### LISTED ENTRIES ###
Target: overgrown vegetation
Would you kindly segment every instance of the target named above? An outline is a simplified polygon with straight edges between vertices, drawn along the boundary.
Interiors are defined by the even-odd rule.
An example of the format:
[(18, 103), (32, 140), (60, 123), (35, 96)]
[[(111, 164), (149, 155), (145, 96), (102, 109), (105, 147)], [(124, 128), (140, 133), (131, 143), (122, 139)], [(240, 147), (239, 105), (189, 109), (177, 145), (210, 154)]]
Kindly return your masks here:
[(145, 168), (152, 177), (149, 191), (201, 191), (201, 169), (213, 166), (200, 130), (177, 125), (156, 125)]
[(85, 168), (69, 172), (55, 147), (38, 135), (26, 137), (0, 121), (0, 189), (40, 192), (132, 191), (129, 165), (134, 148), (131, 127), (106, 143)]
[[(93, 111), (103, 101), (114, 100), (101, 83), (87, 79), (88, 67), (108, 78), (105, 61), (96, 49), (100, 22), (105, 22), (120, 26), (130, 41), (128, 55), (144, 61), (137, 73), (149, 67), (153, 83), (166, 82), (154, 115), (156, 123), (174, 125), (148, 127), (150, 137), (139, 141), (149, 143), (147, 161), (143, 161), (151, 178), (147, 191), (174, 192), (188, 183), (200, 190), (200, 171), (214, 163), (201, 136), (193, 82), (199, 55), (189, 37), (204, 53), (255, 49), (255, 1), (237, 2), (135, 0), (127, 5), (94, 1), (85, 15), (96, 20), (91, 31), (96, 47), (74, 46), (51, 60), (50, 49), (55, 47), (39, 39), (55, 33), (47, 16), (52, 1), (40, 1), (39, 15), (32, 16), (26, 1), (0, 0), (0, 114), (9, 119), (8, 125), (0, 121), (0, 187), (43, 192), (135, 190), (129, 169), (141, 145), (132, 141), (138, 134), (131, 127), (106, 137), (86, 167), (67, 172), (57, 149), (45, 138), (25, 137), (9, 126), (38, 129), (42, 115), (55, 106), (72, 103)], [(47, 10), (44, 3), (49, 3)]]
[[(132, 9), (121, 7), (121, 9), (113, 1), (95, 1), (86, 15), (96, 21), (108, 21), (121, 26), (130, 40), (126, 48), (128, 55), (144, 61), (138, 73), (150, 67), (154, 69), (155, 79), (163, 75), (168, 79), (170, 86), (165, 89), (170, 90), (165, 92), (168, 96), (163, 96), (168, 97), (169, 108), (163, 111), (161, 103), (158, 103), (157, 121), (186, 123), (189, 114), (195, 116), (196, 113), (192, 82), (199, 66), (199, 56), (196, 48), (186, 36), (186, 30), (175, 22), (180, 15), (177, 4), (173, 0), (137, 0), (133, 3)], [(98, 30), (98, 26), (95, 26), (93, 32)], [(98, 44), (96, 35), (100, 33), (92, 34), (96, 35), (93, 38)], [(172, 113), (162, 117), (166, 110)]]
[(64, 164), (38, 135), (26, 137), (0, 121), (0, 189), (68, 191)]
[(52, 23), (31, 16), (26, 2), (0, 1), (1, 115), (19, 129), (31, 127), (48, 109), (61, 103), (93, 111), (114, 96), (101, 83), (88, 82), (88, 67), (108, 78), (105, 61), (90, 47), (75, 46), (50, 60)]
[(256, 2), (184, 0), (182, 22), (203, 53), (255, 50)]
###
Convert the records above into a JSON list of strings with one string per line, leaving out any blank lines.

- FINAL RESULT -
[
  "Target: overgrown vegetation",
  "Would you kindly segment every instance of the target named above? An outline is a simplified polygon with straight edges between vertices, drawn along the boundary.",
  "Interiors are defined by the even-odd rule.",
  "An example of the format:",
  "[(18, 103), (32, 140), (60, 123), (35, 96)]",
  "[[(111, 164), (149, 155), (145, 96), (102, 109), (105, 147)], [(124, 128), (140, 133), (131, 143), (122, 139)], [(240, 147), (239, 105), (189, 109), (177, 145), (210, 154)]]",
  "Kindly return your masks here:",
  "[(145, 168), (152, 177), (149, 191), (201, 191), (201, 169), (213, 166), (200, 130), (177, 125), (156, 125)]",
  "[(85, 168), (69, 172), (55, 147), (38, 135), (26, 137), (0, 121), (0, 189), (40, 192), (132, 191), (129, 165), (134, 148), (131, 127), (106, 143)]",
  "[[(93, 111), (103, 101), (114, 100), (101, 83), (87, 79), (88, 67), (108, 78), (105, 61), (96, 49), (100, 22), (105, 22), (120, 26), (130, 41), (128, 55), (144, 61), (137, 73), (149, 67), (153, 83), (166, 82), (154, 115), (156, 123), (174, 125), (148, 127), (150, 137), (139, 141), (149, 143), (147, 161), (143, 161), (151, 178), (147, 191), (174, 192), (188, 183), (200, 190), (200, 171), (214, 163), (201, 136), (193, 82), (199, 55), (189, 37), (204, 53), (255, 49), (255, 1), (237, 2), (135, 0), (127, 5), (94, 1), (85, 15), (96, 20), (91, 31), (96, 47), (74, 46), (51, 60), (50, 49), (55, 47), (39, 39), (55, 33), (47, 16), (52, 1), (40, 1), (39, 15), (32, 16), (26, 1), (0, 0), (0, 114), (9, 119), (8, 125), (0, 121), (0, 187), (43, 192), (135, 190), (129, 169), (141, 145), (132, 141), (138, 134), (131, 127), (106, 137), (86, 167), (67, 172), (57, 149), (45, 138), (25, 137), (9, 126), (38, 129), (42, 115), (55, 106), (72, 103)], [(47, 10), (44, 3), (49, 3)]]",
  "[[(132, 9), (121, 7), (121, 9), (113, 1), (95, 1), (86, 15), (96, 21), (108, 21), (121, 26), (130, 40), (126, 48), (128, 55), (144, 61), (138, 73), (150, 67), (154, 69), (155, 79), (163, 75), (168, 79), (170, 86), (165, 89), (170, 90), (165, 92), (168, 96), (163, 96), (168, 97), (169, 108), (163, 111), (161, 103), (158, 103), (157, 121), (186, 123), (189, 114), (195, 116), (196, 113), (192, 82), (199, 66), (199, 56), (196, 48), (186, 36), (186, 30), (175, 22), (180, 15), (177, 4), (173, 0), (137, 0), (133, 3)], [(98, 30), (98, 26), (95, 26), (93, 32)], [(98, 44), (96, 35), (100, 33), (92, 34), (96, 35), (93, 38)], [(172, 113), (162, 117), (166, 110)]]",
  "[(64, 164), (38, 135), (26, 137), (0, 121), (0, 189), (68, 191)]",
  "[(52, 23), (31, 16), (26, 2), (0, 1), (1, 115), (19, 129), (31, 127), (48, 109), (61, 103), (93, 111), (114, 96), (101, 83), (88, 82), (88, 67), (108, 78), (105, 61), (90, 47), (75, 46), (50, 60)]",
  "[(256, 2), (184, 0), (182, 22), (203, 53), (255, 50)]"
]